Task objective
Rename "surfboard" to "board" in every row below, and leave all other text unchanged.

Exercise materials
## start
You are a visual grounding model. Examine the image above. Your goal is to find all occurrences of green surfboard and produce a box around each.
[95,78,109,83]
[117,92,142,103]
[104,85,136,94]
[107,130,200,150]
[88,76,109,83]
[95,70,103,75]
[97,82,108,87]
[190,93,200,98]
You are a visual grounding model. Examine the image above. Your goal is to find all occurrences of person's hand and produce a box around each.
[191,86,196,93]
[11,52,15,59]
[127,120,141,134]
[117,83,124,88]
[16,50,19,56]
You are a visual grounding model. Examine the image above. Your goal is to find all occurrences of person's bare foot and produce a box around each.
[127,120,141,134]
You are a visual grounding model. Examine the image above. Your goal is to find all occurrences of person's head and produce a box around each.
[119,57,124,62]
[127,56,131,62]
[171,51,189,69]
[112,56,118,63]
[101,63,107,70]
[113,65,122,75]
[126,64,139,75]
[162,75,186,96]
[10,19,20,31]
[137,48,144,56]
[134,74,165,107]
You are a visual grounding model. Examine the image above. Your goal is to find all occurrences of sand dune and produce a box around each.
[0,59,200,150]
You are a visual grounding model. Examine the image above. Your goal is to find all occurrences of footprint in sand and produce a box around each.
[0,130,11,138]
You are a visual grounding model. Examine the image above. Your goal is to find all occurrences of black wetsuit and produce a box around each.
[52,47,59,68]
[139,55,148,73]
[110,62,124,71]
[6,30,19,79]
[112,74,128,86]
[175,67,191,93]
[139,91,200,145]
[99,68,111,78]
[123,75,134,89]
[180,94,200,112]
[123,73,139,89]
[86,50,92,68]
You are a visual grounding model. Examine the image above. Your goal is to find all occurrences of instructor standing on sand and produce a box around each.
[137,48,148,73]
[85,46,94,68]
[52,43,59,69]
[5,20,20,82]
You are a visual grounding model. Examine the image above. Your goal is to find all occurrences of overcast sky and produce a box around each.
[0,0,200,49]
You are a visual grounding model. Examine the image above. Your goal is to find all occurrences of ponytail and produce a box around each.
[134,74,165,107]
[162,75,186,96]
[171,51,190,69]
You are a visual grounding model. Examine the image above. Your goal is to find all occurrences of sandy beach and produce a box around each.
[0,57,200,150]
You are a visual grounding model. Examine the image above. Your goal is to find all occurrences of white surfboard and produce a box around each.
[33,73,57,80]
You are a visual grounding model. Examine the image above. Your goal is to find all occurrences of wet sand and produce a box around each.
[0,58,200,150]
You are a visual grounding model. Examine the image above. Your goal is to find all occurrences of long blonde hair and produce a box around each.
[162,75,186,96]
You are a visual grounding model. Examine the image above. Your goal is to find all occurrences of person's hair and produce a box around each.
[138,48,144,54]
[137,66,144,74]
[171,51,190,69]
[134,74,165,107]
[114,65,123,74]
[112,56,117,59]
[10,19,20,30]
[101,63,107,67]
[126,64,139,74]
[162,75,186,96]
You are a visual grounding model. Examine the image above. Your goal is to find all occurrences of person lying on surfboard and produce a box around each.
## end
Worked answer
You are a visual grounding model. Examine the image above. Your goal is to find all occurrences of green board and produce a box around each.
[95,78,109,83]
[117,92,142,103]
[104,85,136,94]
[107,130,200,150]
[88,76,109,83]
[95,70,103,75]
[97,82,108,87]
[190,93,200,98]
You are a visual grounding model. Examine the image above. Your goal is to find all occurrences of person's hand and produce a box around each.
[191,86,196,93]
[11,52,15,59]
[127,120,141,134]
[117,83,124,88]
[16,50,19,56]
You are a visual grounding model. Examine the image above. Your goal is to find all occurrences of person's bare foot and produce a box around each.
[127,120,141,134]
You are a visual grounding model. Examine the image above. Your goal is to find all occurrences of person's head and produce a box around each.
[119,57,124,62]
[127,56,131,62]
[171,51,189,69]
[112,56,118,63]
[101,63,107,70]
[113,65,122,75]
[126,64,139,75]
[162,75,186,96]
[10,19,20,31]
[137,48,144,56]
[134,74,165,107]
You are a visual grounding model. Examine the image above. Your goal is to find all occurrences of sand dune and produce a box around each.
[0,59,200,150]
You are a visual grounding model. Examine the image above. Your goal is to find all occurrences of footprint in sand and produce a box around each.
[0,130,11,138]
You are a visual grounding model. Examine the image above. Your goal is to find all occurrences of black wetsuit and produce a box around each.
[52,47,59,68]
[139,55,148,73]
[110,62,124,71]
[6,30,19,79]
[112,74,128,86]
[175,67,191,93]
[139,91,200,145]
[99,68,111,78]
[123,75,134,89]
[180,94,200,112]
[123,73,139,89]
[86,50,92,68]
You are a visual grounding model. Examine the image above. Your goal is to find all occurrences of instructor standing on sand and produce a box around each.
[137,48,148,73]
[85,46,94,68]
[52,43,59,69]
[5,20,20,82]
You are a visual grounding model. Examine the image above. Your goal is to find all occurrences of overcast sky and produce a box around each.
[0,0,200,49]
You are a visual grounding model. Examine the image above. Your goal is to find all occurrences of ponytail and produce a box around each.
[134,74,165,107]
[162,75,186,96]
[171,51,190,69]
You are a visual grounding model. Examine the image above. Your goal is to find all occurrences of sandy beach and produce a box around each.
[0,57,200,150]
You are a visual grounding model. Examine the image above. Your goal is to find all occurrences of white board and produce a box around each.
[33,73,57,80]
You are a visual grounding model. Examine the image above. Your goal is to find all occurrences of wet sand and produce a box around each.
[0,58,200,150]
You are a visual grounding model. Examine the image above. Your goal is to find all occurrences of long blonde hair and produce a box around each.
[162,75,186,96]
You are a visual grounding model. Examine the image above. Your goal is to find all occurrences of person's hair and produce a box around each.
[138,48,144,54]
[137,66,144,74]
[171,51,190,69]
[134,74,165,107]
[114,65,123,74]
[112,56,117,59]
[10,19,20,30]
[101,63,107,67]
[126,64,139,74]
[162,75,186,96]
You are a visual grounding model. Examine the image above. Your goal is to find all occurrences of person lying on board and produce a box around each.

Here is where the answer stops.